__Records contained in a dataset__
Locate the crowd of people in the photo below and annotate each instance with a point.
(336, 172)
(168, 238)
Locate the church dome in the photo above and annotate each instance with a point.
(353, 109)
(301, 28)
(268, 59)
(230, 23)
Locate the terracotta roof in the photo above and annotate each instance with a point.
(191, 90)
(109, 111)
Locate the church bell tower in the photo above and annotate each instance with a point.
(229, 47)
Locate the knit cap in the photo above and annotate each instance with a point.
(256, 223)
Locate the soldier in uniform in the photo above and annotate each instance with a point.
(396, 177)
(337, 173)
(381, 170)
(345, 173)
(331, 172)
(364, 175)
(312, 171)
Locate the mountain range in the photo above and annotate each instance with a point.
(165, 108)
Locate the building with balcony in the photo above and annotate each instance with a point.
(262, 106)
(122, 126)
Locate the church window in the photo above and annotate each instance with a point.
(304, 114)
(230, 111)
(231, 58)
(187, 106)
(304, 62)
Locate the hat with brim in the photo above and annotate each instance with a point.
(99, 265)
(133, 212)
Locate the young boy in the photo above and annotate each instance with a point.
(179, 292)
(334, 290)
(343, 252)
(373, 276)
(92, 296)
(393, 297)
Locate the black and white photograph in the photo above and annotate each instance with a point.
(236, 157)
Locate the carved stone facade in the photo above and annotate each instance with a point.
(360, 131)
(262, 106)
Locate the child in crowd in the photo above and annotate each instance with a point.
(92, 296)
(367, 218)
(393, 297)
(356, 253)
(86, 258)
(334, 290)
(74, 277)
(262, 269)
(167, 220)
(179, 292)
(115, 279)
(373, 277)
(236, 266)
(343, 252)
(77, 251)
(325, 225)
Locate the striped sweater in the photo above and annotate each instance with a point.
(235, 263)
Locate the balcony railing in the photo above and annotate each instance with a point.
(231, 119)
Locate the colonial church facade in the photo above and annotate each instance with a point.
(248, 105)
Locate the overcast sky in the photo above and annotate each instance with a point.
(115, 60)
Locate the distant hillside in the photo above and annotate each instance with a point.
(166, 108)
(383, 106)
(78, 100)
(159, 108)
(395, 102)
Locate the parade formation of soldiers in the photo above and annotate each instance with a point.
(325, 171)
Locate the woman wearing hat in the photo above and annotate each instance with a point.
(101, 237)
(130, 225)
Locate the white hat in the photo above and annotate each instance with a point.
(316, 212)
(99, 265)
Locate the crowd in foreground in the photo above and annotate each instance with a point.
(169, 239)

__What needs to be done__
Starting at the line that contains "Locate the distant", copy each line exactly through the end of the listing above. Include that first line and the last one, and add nothing.

__Result of this task__
Locate the distant hillside in the photo above and annotate each instance with a point.
(166, 108)
(383, 106)
(78, 100)
(159, 108)
(395, 102)
Locate the parade formation of soldiers in the photo above and annotate each instance with a point.
(325, 171)
Locate the woman wearing hat in the photo above and annotate each instance with a point.
(101, 237)
(130, 225)
Locate the white hat in the photo above and annotate each instance with a point.
(316, 212)
(99, 265)
Locate the crowd in foreground in the photo above and annotate each instance with a point.
(169, 239)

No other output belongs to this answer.